> _Raw listing_:

-.-.-

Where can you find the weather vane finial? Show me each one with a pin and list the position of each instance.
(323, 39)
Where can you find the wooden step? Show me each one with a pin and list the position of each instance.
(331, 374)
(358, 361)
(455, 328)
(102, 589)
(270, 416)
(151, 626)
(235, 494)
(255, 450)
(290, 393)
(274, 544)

-.-.-

> _SHORT TASK_:
Output the listing as a two-column CSV with the columns "request" and "answer", starting at the line that contains "Where can you find the wooden" and ending at the end of the listing. Give one row for each request, put the request text and its answer each in a single quoted field, and replace any line breaks with spaces.

> _WRITTEN SOLUTION_:
request,answer
"Where can you find the wooden step? Show me each one with a pin and list the position of each instance.","(331, 374) (358, 361) (455, 328) (102, 589) (270, 416) (151, 626) (235, 494) (255, 450) (290, 393) (274, 544)"